• **WHAT THE TASK ASKS**
Below are the records. Restate word for word every line from the one that contains "# test: pointer returns one pin per instance of the building" through the final line, both included.

Recorded data:
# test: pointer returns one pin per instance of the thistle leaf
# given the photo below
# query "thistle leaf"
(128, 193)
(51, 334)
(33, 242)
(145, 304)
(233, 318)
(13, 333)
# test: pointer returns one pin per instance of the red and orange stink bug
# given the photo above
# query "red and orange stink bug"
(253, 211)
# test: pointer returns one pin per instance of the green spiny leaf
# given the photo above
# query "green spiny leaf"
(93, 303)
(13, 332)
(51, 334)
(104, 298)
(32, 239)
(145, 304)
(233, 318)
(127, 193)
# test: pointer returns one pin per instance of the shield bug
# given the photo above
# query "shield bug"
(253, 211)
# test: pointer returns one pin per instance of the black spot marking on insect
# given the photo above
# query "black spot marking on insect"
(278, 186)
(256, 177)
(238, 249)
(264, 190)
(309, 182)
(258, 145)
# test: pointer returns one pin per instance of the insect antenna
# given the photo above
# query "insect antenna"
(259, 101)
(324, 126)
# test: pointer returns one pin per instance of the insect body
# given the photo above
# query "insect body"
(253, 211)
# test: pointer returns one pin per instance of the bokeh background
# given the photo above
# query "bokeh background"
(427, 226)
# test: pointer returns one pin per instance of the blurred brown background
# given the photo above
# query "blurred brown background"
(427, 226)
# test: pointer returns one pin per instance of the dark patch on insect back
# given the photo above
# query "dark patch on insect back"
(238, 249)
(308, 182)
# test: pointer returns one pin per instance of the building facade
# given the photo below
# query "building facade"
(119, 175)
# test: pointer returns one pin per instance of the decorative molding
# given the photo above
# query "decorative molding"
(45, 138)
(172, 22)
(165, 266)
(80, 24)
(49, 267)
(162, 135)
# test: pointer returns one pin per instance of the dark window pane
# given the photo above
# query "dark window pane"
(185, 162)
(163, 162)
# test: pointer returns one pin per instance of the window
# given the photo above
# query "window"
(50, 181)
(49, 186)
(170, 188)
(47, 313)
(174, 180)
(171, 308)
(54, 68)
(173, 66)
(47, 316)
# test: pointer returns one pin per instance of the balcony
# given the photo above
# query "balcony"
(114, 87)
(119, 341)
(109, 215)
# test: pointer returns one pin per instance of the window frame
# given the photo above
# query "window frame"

• **ANSWER FOR THIS EXERCISE**
# test: pointer returns one pin per instance of the building facade
# given the photo below
# query "building facade"
(119, 175)
# test: pointer returns one pin per instance of the decorative molding
# given the photo above
# query "decorative molding"
(45, 138)
(172, 22)
(165, 266)
(80, 24)
(49, 267)
(162, 135)
# test: pointer returns one pin per instance of the dark window pane
# given the photo above
# query "dark window pane"
(185, 162)
(163, 162)
# test: pointer returns one pin per instance of the window
# given the photo above
# query "window"
(50, 181)
(49, 186)
(170, 188)
(47, 313)
(174, 180)
(171, 308)
(54, 68)
(173, 66)
(47, 316)
# test: pointer returns one pin per instance of the balcony
# given the photo above
# query "balcony"
(114, 87)
(119, 341)
(109, 215)
# test: pointer returns one pin per instance of the window frame
# given the photo above
# query "window frame"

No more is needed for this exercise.